GIVEN REQUEST ▸
Collect every line in the records below that contains the word "rock", and copy each one out in full.

THE INPUT ▸
>>

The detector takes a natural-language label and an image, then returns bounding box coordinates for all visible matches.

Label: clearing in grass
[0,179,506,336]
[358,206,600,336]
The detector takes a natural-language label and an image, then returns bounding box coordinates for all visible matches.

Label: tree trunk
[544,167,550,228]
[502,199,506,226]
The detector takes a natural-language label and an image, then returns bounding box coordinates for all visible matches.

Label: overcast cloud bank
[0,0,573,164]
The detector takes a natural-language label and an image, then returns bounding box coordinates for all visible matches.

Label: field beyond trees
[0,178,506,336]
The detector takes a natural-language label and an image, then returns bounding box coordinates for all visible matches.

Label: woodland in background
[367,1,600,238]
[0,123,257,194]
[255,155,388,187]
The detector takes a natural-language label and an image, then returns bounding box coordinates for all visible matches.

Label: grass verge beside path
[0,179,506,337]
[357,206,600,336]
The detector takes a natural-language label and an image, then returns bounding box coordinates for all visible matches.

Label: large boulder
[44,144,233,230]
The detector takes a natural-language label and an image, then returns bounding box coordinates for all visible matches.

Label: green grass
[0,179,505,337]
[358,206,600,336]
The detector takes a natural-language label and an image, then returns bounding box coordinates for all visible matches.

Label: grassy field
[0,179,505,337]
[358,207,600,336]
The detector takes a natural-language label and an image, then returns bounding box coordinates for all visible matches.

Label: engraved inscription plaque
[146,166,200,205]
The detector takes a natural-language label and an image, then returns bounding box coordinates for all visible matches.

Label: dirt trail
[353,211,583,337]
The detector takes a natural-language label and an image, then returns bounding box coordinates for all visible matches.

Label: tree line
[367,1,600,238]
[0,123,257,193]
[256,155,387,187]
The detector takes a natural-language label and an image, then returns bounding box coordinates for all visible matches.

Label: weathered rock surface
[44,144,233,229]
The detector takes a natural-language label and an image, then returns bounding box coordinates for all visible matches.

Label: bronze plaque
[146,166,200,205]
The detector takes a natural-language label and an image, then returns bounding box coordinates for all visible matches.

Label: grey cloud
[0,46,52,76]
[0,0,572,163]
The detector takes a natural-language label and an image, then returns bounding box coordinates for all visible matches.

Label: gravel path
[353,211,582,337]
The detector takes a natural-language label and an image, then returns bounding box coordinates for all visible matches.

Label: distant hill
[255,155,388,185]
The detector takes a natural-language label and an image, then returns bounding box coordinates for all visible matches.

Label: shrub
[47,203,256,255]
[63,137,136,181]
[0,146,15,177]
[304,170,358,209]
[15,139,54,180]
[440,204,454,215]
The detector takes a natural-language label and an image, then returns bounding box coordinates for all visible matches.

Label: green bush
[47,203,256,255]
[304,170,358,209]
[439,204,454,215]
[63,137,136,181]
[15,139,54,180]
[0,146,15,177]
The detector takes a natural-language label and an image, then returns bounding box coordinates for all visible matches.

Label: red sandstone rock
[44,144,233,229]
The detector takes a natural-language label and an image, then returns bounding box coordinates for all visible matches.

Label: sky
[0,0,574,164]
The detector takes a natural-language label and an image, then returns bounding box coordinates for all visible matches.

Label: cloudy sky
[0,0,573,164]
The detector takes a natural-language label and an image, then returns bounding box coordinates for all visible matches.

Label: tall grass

<<
>>

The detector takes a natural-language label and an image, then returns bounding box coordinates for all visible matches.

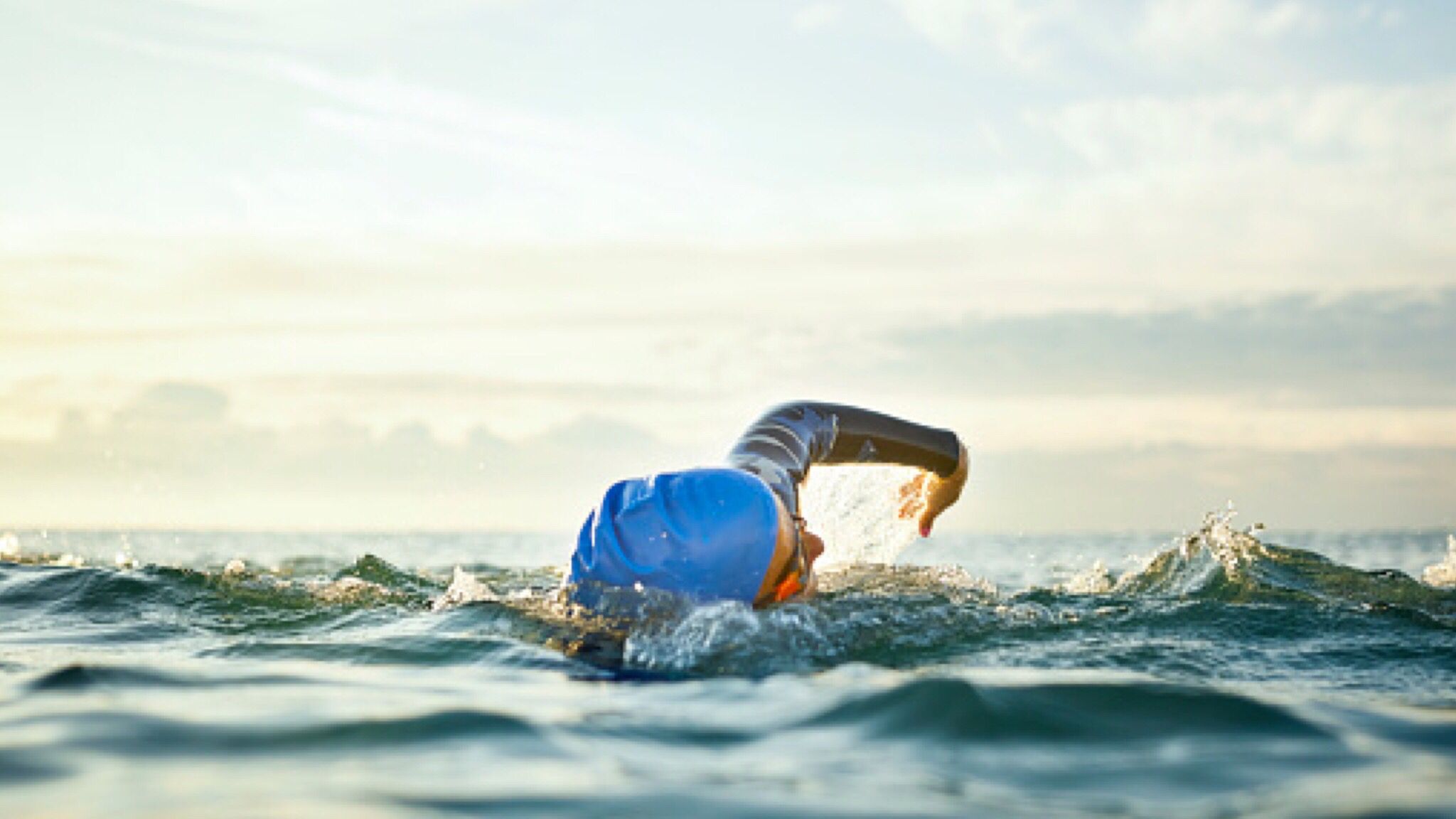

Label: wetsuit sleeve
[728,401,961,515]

<<

OUTPUT BELOW ▸
Label: weathered rock surface
Label: red sandstone rock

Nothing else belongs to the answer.